- [Work to do] Repeat the lines beginning at the one with "Check that every instance of the boat cabin" and running to the end of the material, keeping the first and last of them, exactly as they appear.

- [Supplied data]

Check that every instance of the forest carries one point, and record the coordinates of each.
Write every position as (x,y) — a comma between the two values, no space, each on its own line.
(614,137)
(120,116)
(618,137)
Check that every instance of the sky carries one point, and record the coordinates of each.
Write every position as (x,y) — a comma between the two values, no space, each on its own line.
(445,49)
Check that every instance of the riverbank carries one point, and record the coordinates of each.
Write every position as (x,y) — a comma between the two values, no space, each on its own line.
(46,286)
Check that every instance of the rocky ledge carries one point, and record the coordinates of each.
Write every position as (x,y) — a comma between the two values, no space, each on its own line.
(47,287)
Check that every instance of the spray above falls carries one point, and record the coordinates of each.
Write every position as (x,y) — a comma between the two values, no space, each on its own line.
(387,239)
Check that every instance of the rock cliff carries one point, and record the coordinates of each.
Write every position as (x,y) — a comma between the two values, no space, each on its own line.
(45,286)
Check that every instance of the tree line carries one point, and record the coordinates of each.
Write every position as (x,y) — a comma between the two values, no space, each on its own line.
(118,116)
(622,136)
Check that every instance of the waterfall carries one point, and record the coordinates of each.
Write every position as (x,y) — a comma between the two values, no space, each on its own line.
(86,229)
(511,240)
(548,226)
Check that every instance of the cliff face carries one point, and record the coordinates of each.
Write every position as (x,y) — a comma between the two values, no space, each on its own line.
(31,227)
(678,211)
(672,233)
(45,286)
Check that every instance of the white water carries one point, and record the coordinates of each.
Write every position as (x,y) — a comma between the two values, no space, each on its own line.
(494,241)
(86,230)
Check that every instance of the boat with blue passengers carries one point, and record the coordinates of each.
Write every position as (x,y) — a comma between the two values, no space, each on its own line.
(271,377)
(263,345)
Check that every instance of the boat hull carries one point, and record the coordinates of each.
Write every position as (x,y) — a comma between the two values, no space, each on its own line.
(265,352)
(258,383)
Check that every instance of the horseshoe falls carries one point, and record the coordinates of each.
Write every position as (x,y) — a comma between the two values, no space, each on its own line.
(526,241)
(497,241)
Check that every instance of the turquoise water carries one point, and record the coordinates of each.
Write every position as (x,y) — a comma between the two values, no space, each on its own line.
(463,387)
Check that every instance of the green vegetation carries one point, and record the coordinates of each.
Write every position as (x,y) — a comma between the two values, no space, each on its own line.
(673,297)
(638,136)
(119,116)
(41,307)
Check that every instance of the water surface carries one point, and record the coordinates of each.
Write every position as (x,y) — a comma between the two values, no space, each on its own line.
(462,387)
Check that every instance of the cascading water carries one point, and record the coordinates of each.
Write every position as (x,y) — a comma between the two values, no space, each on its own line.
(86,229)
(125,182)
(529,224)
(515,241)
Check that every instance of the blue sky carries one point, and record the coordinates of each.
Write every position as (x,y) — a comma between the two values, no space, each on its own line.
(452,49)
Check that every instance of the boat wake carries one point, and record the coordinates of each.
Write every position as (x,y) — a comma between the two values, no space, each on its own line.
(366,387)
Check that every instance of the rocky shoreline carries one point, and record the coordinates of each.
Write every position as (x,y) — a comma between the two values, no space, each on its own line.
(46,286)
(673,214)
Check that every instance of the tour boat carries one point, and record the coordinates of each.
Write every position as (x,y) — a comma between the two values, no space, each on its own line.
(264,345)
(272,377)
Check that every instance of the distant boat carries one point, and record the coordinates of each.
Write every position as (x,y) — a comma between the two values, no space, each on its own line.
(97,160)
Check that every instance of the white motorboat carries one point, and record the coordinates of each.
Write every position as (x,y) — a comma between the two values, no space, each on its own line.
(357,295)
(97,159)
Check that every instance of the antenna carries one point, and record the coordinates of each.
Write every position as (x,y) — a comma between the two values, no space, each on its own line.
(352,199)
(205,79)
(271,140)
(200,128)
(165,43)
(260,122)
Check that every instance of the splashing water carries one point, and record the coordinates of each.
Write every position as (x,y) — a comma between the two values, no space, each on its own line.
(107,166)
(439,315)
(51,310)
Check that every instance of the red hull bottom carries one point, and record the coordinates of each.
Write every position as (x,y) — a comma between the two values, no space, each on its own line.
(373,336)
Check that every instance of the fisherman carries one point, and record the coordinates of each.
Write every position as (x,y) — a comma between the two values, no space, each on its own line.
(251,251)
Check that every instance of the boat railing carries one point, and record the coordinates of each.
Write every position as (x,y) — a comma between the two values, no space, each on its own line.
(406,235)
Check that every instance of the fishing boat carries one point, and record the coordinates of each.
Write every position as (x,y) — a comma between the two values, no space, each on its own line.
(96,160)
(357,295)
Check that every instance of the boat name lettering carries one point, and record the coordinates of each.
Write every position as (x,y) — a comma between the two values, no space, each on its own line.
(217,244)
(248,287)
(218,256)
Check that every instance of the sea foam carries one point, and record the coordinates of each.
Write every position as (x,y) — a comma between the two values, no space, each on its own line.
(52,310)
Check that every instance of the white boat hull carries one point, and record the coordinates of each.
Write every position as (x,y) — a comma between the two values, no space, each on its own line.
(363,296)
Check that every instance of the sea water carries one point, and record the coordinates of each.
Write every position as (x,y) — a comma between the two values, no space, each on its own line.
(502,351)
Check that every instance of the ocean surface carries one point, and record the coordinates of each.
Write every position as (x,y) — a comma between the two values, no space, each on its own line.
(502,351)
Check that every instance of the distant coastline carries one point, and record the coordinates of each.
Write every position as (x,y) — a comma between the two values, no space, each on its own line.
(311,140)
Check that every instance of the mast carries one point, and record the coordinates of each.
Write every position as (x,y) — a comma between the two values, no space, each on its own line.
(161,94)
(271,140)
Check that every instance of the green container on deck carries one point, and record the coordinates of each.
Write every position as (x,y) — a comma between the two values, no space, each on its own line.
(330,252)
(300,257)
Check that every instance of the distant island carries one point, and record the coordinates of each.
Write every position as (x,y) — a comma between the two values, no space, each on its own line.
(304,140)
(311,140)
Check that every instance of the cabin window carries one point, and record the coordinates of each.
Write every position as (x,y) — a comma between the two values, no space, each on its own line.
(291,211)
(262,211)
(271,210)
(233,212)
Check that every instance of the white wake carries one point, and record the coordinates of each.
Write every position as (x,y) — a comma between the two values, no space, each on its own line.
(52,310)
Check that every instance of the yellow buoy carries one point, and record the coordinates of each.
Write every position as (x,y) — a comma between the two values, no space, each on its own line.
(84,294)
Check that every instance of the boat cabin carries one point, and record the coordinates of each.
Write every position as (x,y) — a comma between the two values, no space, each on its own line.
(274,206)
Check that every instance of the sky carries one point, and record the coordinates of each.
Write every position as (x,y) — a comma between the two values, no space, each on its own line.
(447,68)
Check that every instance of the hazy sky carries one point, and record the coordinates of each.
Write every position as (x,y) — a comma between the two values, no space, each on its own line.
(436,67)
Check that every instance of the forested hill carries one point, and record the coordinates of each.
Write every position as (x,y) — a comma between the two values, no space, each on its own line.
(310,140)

- [Solution to the problem]
Check that every instance of the boat cabin carries one point, and record the coordinates of each.
Write every position as (x,y) — a comma between the two values, no space, each on its own line.
(274,206)
Check that every instance of the sky carries one point, and record the coordinates of each.
Write every position as (x,y) — a comma between the two values, no space, each on its own line.
(447,68)
Check that every instance of the hazy sky carries one point, and record the coordinates of each.
Write every position as (x,y) — a comma between the two values, no space, each on its own line.
(436,67)
Check that every instance of the forested hill carries one point, and record the coordinates of each.
Write every position as (x,y) — a comma between the two values, no space, each on its own line.
(310,140)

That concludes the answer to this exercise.